**EXERCISE DETAILS**
Render all of the records below as a numbered list, with blank lines omitted. Leave the pictures out of your answer.

**DATASET CONTENT**
━━━━━━━━━━━━━━━━

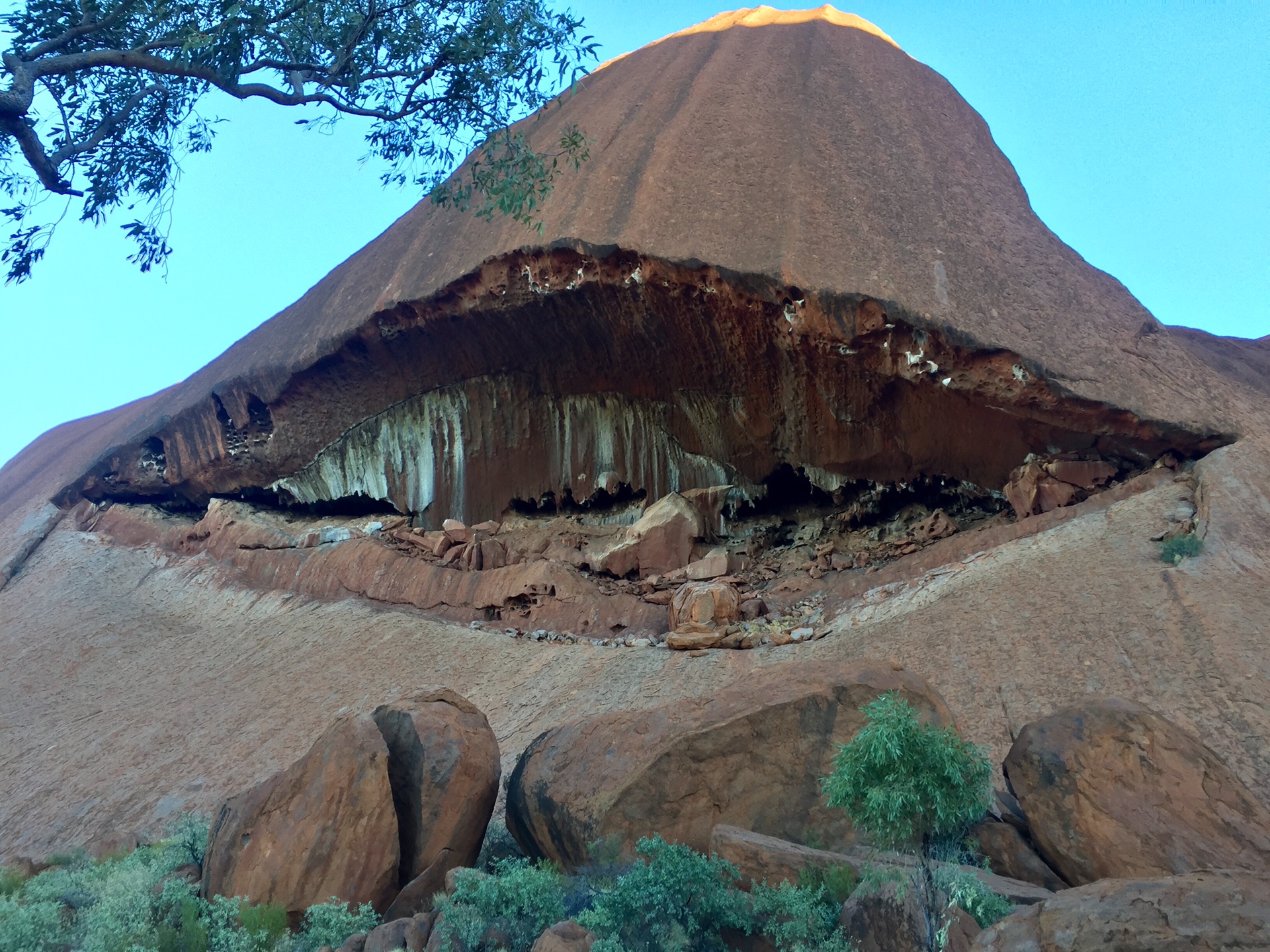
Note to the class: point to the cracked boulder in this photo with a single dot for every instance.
(378, 811)
(749, 756)
(444, 770)
(324, 826)
(1113, 790)
(1205, 912)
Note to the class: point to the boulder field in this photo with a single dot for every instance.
(393, 800)
(793, 380)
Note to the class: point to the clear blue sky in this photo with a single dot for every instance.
(1141, 132)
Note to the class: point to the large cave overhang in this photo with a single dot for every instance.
(560, 372)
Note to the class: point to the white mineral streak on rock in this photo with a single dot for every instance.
(439, 450)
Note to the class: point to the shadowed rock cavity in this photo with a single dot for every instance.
(570, 372)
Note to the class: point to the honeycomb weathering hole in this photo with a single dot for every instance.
(571, 376)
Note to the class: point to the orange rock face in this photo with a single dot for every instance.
(378, 811)
(444, 767)
(1203, 912)
(749, 756)
(325, 826)
(1113, 790)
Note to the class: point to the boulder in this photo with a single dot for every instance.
(712, 565)
(1086, 474)
(661, 539)
(749, 756)
(771, 858)
(880, 920)
(1009, 853)
(937, 524)
(1203, 912)
(324, 826)
(697, 640)
(1113, 790)
(566, 937)
(767, 858)
(444, 772)
(704, 607)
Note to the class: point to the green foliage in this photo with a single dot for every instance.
(134, 903)
(906, 783)
(798, 918)
(506, 909)
(839, 880)
(11, 880)
(1179, 547)
(966, 890)
(332, 922)
(677, 900)
(189, 834)
(916, 787)
(103, 99)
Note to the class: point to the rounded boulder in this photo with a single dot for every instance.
(1113, 790)
(751, 756)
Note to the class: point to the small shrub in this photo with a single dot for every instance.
(798, 918)
(677, 900)
(506, 909)
(332, 922)
(32, 927)
(1179, 547)
(187, 836)
(11, 880)
(837, 880)
(966, 890)
(497, 844)
(915, 787)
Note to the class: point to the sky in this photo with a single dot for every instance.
(1141, 132)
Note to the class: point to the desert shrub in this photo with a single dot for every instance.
(187, 836)
(798, 918)
(132, 903)
(913, 787)
(332, 922)
(1179, 547)
(11, 880)
(506, 909)
(839, 881)
(676, 900)
(31, 927)
(966, 890)
(237, 926)
(497, 844)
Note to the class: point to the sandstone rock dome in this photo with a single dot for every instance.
(794, 248)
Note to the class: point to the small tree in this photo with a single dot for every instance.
(912, 787)
(99, 99)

━━━━━━━━━━━━━━━━

**FINAL RESULT**
1. Note to the class: point to the cracked boulder in this photo with a single dot for every instance.
2. (378, 811)
3. (749, 756)
4. (444, 770)
5. (324, 826)
6. (1113, 790)
7. (1205, 912)
8. Note to the class: point to the boulder field in this photo with a single dot for every instance.
9. (393, 800)
10. (793, 380)
11. Note to the class: point to the clear blue sky in this photo with a single dot for every instance.
12. (1141, 132)
13. Note to the class: point to the large cave overhang in this photo with a single dot for every instance.
14. (560, 372)
15. Note to the class: point to the white mineral streak on rock in this photo with a single dot for every instance.
16. (439, 450)
17. Note to the class: point to the shadowed rock cavity in this photo with a single dot for every instance.
18. (570, 372)
19. Note to the class: point to the honeycomb weathering hole in this photo with a single dot for every instance.
20. (571, 376)
21. Note to the class: point to the orange rock face in this photo with a single dot for every instance.
22. (378, 811)
23. (444, 767)
24. (1203, 912)
25. (749, 756)
26. (325, 826)
27. (1113, 790)
28. Note to the class: point to the boulder in this photo with a single dot for every instance.
29. (712, 565)
30. (1086, 474)
31. (661, 539)
32. (749, 756)
33. (771, 858)
34. (880, 920)
35. (1009, 853)
36. (937, 524)
37. (1203, 912)
38. (324, 826)
39. (697, 640)
40. (1113, 790)
41. (566, 937)
42. (767, 858)
43. (444, 772)
44. (704, 607)
45. Note to the class: point to the green foliage in this photo with a single dot for every instance.
46. (134, 903)
47. (906, 783)
48. (798, 918)
49. (506, 909)
50. (839, 880)
51. (11, 880)
52. (1179, 547)
53. (966, 890)
54. (332, 922)
55. (677, 900)
56. (189, 834)
57. (916, 787)
58. (103, 99)
59. Note to the class: point to the rounded boulder in this photo with a single dot for every instance.
60. (1113, 790)
61. (751, 756)
62. Note to the class: point to the small shrub in this photo with a single dot for every instance.
63. (798, 918)
64. (677, 900)
65. (506, 909)
66. (332, 922)
67. (32, 927)
68. (1179, 547)
69. (187, 836)
70. (11, 880)
71. (837, 880)
72. (966, 890)
73. (497, 844)
74. (915, 787)
75. Note to the class: point to the sky in this photo with a single dot for every instance.
76. (1141, 132)
77. Note to the class: point to the desert shrub in this photo with a single dot for every instance.
78. (187, 836)
79. (798, 918)
80. (132, 903)
81. (913, 787)
82. (332, 922)
83. (1179, 547)
84. (11, 880)
85. (506, 909)
86. (839, 881)
87. (676, 900)
88. (31, 927)
89. (966, 890)
90. (237, 926)
91. (497, 844)
92. Note to the class: point to the sandstone rock dome in this photo with a single dot for every instance.
93. (794, 248)
94. Note to the class: point to the small tree in this photo with a single dot for every instance.
95. (912, 787)
96. (99, 99)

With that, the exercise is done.